* [PROMPT]:
Answer these from the article on smoking during pregnancy:
(a) Which journal published the study's results?
(b) For which years did the researchers analyze U.S. live births?
(c) By how many percent would current SUID rates fall if no women smoked during pregnancy, according to the authors' estimate?

* [PASSAGE]:
★ ★ ★
Washington: Mothers, take note! According to a new study, mothers who smoke before and during pregnancy contribute to the risk of an infant dying suddenly and unexpectedly before their first birthday.
The results of the study were published in the journal ‘Pediatrics’.
According to the study, any amount of smoking during pregnancy – even just one cigarette a day – double the risk of an infant dying from sudden unexpected infant death (SUID). For women who smoked an average of 1-20 cigarettes a day, the odds of SUID increased by 0.07 with each additional cigarette smoked.
“With this information, doctors can better counsel pregnant women about their smoking habits, knowing that the number of cigarettes smoked daily during pregnancy significantly impacts the risk for SUID,” said study author Dr. Tatiana Anderson.
“Similar to public health campaigns that educated parents about the importance of infant sleep position, leading to a 50% decrease in sudden infant death syndrome (SIDS) rates, we hope advising women about this risk will result in fewer babies dying from these tragic causes,” added Anderson.
If no women smoked during pregnancy, Anderson and her co-authors estimate that 800 of the approximately 3,700 deaths from SUID every year in the U.S. and other parts of the world could be prevented, lowering current SUID rates by 22 percent.
To better understand how smoking contributed to SUID risk, the researchers used computer modeling techniques to analyze maternal cigarette smoking habits for all U.S. live births from 2007 to 2011.
Of the about 20 million live births included in their analysis, over 19,000 deaths were attributed to SUID with the specific cause of death occurring from SIDS, an ill-defined and unknown cause, or accidental suffocation and strangulation in bed.
★ ★ ★
* [RECORD SET]:
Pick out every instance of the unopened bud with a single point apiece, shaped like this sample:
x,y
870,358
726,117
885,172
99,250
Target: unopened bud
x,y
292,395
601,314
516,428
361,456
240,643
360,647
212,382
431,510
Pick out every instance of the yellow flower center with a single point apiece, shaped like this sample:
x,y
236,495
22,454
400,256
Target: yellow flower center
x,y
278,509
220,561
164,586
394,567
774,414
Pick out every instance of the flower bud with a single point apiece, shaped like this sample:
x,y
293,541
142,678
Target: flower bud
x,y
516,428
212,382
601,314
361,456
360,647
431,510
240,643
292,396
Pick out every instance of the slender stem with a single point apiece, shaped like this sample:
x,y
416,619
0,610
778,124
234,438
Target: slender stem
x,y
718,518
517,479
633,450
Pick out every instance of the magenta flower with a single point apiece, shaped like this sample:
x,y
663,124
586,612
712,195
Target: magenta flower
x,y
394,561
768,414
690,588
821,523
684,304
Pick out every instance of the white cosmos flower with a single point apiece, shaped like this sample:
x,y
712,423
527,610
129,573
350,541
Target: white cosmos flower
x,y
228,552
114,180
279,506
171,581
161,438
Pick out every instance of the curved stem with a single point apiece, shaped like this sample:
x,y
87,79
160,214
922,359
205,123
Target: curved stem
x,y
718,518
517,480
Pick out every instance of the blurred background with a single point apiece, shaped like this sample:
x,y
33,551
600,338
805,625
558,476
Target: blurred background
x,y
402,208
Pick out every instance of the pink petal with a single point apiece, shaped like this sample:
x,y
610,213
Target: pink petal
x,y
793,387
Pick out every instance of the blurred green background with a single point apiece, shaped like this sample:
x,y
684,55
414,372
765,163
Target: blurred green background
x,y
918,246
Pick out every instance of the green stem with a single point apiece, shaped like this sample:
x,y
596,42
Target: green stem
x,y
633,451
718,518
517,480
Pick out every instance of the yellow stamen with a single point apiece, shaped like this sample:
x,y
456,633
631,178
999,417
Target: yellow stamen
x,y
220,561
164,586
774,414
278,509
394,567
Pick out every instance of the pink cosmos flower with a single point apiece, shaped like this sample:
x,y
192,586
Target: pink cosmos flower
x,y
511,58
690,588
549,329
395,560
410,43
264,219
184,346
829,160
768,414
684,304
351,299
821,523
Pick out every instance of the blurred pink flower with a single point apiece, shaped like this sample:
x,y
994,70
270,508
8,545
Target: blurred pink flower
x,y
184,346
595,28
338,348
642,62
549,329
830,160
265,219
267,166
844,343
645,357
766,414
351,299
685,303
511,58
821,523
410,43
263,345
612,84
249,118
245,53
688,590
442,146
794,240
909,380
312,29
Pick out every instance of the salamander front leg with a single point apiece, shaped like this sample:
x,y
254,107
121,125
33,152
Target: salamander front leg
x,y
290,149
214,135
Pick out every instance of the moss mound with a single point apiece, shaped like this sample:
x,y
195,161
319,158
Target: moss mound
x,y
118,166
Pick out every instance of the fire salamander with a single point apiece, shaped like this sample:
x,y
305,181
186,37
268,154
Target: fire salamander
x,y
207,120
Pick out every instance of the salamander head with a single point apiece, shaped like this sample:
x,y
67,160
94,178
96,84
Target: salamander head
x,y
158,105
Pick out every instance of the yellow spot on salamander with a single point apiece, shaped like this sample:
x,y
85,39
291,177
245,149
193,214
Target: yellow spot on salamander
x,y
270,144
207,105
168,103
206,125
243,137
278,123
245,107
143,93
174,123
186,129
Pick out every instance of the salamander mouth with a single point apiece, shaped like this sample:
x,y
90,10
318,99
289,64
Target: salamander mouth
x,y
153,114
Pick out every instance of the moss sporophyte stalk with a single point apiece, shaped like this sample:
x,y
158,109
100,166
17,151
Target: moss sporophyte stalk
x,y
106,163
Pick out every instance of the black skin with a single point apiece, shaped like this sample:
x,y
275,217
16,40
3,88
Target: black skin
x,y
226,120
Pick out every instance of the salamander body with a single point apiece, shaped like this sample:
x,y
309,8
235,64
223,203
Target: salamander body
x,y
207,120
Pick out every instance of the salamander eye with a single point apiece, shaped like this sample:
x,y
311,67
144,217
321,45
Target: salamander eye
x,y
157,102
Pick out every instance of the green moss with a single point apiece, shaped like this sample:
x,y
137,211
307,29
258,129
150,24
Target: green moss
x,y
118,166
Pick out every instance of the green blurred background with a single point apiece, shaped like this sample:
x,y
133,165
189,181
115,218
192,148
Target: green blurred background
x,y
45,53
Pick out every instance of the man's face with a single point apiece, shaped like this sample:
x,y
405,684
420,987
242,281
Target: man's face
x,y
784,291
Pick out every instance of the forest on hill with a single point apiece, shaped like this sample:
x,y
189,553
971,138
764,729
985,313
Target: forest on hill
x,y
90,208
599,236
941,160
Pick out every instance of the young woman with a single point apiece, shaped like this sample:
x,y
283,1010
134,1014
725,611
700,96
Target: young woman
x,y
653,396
★ ★ ★
* [ANSWER SPACE]:
(a) Pediatrics
(b) 2007 to 2011
(c) 22 percent